После обеда экипаж Орлова отправили на Ли-2 на аэродром Паневежис. Там он получил новый «петляков» и вылетел на выполнение боевого задания в район Риги. Вернулся на аэродром Шяуляй, начал производить заход на посадку. На высоте 400 метров его атаковал вынырнувший из облака ФВ-190. «Пешку» охватило пламя. Экипажу пришлось снова покинуть горевшую машину, но на этот раз уже с парашютами.

Такие наскоки фашисты совершали обычно в тот момент, когда наши самолеты заходили на посадку. Внимание экипажей Пе-2 при этом отвлекалось на выполнение захода, а самолет с выпущенными шасси терял маневренность. Однако в боевом полете даже одиночные «пешки» стали для фашистов, как говорят, не по зубам. Характерен в этом отношении вылет экипажа старшего лейтенанта Алексея Янкова на фотографирование морских портов Либава и Виндава. Он решил подойти к Либаве со стороны моря – все-таки меньше вероятность попадания в зону зенитного огня. Расчет оправдался, экипаж подошел к порту и начал фотографировать его. И тут стрелок-радист Афанасий Мартусов доложил командиру:

– Справа, в восьми – десяти километрах, два истребителя. Идут на сближение!

Велико было желание немедленно прекратить выполнение задания и бросить машину в бреющий полет. Однако Янков дождался, пока штурман доложил:

– Фотоаппараты выключил.

Летчик повел «пешку» со снижением на максимальной скорости на северо-запад, поближе к водам Балтики. Когда пересекали береговую черту, Мартусов сообщил:

– Истребители по-прежнему идут за нами.

Янков взял курс строго на запад, зная, что истребители далеко от берега не уйдут – не хватит горючего. И точно, фашисты отстали. Экипаж вышел на порт Виндава, сфотографировал его.

Высокие боевые качества при фотографировании Паланги, порта Мемель и станции Тельшай проявил экипаж старшего лейтенанта Емелина (штурман лейтенант Коровин, стрелок-радист старшина Лазарев), который прибыл на пополнение из запасного полка вместе с экипажем Янкова. К тому времени он уже имел достаточный опыт – 76 боевых вылетов. После фотографирования Паланги, которое прошло без особых происшествий, Емелин для отвода глаз ушел в сторону моря. На расстоянии 40 километров и высоте 7500 метров летчик развернул машину и подошел к Мемелю с увеличением скорости за счет снижения. На подходе к порту «пешка» оказалась в зоне интенсивного зенитного огня. Емелин уже подумал было, что придется возвращаться. Но огонь прекратился. Это было верным признаком того, что на подходе истребители врага.

– Штурман, включить аппараты! Стрелок, смотреть внимательно, истребители где-то близко! – приказал Емелин.

Сам он увидел 6 «фоккеров», которые шли на встречном курсе, чуть выше «пешки», на удалении около 1000 метров. Емелин с нетерпением ждал доклада Коровина об окончании фотографирования, не выпускал из виду ни «фоккеров», ни спасительных облаков, что тянулись чуть правее по курсу. Гитлеровцы уже изготовились к атаке, когда Коровин сообщил об окончании фотографирования. Емелин энергично бросил машину в облака, стал в круг. Но ведь нужно было сфотографировать еще и станцию Тельшай. Емелин начал набирать высоту. Облака остались внизу, вражеских истребителей не было видно. Высота – 7000 метров.

■ ЗАДАНИЕ A: Подсчитайте, в скольких строках записей ниже встречается строка «woman». В ответе укажите только число.

■ ИСХОДНЫЕ ДАННЫЕ:
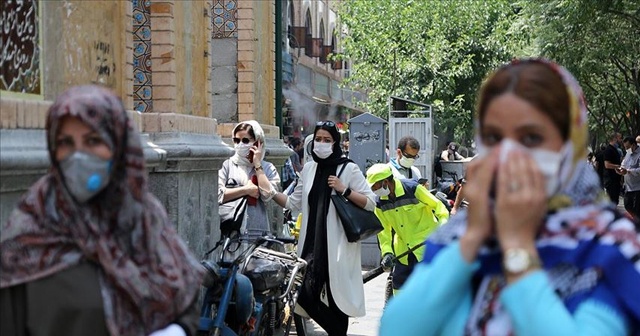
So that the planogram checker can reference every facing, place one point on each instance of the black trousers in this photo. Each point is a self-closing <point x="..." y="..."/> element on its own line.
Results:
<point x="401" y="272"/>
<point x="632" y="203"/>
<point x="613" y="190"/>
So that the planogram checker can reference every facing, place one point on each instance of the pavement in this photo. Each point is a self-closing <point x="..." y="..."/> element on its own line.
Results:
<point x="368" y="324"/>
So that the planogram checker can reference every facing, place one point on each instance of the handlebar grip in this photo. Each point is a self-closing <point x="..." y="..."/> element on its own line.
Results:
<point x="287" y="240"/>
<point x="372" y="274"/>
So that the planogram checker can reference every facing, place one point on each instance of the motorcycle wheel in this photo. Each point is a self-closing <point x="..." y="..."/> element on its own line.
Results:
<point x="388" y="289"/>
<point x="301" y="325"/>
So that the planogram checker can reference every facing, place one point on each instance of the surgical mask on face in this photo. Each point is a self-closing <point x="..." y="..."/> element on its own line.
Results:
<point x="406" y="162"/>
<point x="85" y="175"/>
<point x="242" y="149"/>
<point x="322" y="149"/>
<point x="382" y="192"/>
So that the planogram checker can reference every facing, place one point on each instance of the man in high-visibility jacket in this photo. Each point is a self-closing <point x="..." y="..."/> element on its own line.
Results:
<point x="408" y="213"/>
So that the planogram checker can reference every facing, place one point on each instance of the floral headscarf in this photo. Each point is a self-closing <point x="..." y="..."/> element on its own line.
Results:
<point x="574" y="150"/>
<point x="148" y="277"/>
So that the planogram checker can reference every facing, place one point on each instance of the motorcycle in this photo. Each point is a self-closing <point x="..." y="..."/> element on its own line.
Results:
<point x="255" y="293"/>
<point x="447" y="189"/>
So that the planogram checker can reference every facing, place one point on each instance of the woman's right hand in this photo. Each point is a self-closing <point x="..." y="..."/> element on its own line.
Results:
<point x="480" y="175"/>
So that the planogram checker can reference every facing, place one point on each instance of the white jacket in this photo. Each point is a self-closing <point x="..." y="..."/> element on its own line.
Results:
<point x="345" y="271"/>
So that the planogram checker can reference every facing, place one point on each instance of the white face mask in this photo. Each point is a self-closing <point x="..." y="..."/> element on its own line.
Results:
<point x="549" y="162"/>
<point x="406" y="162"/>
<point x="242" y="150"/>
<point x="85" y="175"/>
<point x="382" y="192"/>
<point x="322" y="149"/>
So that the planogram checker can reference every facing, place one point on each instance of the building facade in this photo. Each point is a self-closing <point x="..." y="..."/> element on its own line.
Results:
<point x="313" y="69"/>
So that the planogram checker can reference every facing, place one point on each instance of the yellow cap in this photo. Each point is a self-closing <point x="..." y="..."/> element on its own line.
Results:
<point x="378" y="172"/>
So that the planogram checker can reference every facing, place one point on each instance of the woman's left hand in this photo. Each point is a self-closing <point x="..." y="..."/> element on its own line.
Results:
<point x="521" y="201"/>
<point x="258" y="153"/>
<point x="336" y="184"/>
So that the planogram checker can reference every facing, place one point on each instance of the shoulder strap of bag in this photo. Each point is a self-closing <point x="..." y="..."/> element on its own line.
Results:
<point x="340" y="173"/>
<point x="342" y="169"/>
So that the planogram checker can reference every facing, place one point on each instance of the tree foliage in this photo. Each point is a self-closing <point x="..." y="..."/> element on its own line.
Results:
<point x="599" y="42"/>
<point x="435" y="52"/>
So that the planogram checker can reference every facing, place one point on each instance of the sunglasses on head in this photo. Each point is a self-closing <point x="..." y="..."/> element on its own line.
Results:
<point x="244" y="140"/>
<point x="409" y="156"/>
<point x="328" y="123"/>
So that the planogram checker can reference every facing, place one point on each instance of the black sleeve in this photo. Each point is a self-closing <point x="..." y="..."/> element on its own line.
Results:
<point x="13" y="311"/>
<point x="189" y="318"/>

--

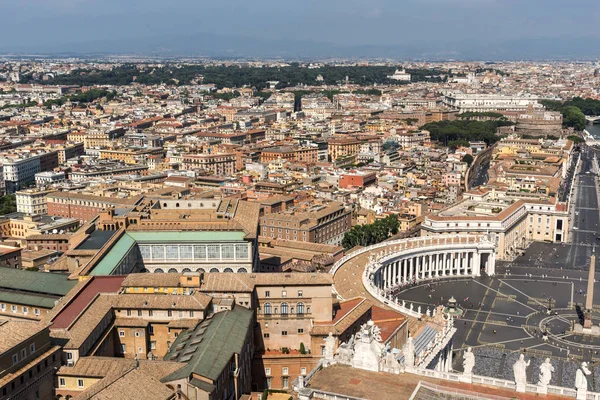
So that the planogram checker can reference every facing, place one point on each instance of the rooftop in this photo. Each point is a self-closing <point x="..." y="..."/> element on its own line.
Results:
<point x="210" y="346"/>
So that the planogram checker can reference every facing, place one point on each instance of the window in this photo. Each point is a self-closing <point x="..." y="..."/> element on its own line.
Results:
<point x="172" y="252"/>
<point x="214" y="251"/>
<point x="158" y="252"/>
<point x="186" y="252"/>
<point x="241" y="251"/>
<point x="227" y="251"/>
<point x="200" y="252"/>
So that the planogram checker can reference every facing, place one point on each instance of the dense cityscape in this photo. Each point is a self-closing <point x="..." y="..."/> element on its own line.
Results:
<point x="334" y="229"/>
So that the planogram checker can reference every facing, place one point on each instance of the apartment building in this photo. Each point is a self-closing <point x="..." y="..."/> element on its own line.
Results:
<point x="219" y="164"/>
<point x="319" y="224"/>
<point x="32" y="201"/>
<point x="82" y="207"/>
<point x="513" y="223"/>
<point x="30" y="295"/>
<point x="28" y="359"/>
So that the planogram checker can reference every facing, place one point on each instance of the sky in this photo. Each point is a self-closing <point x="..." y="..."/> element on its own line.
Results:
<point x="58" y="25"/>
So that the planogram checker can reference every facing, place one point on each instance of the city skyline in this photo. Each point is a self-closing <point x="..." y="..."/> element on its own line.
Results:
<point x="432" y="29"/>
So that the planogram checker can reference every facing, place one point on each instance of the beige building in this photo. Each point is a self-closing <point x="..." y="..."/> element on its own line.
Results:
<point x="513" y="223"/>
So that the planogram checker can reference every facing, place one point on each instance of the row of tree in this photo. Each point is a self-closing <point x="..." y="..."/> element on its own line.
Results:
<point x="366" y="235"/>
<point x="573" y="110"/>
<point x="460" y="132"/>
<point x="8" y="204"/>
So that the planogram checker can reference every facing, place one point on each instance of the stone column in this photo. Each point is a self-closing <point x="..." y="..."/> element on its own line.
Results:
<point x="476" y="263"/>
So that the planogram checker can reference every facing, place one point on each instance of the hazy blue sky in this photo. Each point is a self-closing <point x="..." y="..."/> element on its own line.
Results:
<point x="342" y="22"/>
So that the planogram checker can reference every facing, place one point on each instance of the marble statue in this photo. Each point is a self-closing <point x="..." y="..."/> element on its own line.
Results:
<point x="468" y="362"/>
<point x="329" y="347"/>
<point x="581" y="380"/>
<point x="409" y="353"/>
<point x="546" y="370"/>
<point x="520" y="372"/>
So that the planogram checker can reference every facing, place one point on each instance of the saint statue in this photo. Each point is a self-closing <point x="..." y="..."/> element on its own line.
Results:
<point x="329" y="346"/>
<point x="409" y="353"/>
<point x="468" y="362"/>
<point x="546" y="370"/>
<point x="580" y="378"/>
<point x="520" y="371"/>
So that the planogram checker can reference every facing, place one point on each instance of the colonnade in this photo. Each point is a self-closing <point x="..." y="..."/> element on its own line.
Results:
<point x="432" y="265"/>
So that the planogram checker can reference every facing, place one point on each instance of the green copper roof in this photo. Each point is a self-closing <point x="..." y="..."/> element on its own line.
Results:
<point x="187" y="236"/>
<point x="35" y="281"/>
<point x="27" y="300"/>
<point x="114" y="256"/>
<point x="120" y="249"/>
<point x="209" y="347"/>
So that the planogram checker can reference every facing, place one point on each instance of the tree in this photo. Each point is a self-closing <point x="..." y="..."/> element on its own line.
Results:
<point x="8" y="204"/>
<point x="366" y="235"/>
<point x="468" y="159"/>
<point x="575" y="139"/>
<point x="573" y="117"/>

■ ЗАДАНИЕ B: Выпишите из отрывка без изменений фрагмент, начиная со слов «Сам он увидел» и продолжая до слов «Высота – 7000 метров.» включительно.

■ ОТВЕТ A: 2

■ ОТВЕТ B:
Сам он увидел 6 «фоккеров», которые шли на встречном курсе, чуть выше «пешки», на удалении около 1000 метров. Емелин с нетерпением ждал доклада Коровина об окончании фотографирования, не выпускал из виду ни «фоккеров», ни спасительных облаков, что тянулись чуть правее по курсу. Гитлеровцы уже изготовились к атаке, когда Коровин сообщил об окончании фотографирования. Емелин энергично бросил машину в облака, стал в круг. Но ведь нужно было сфотографировать еще и станцию Тельшай. Емелин начал набирать высоту. Облака остались внизу, вражеских истребителей не было видно. Высота – 7000 метров.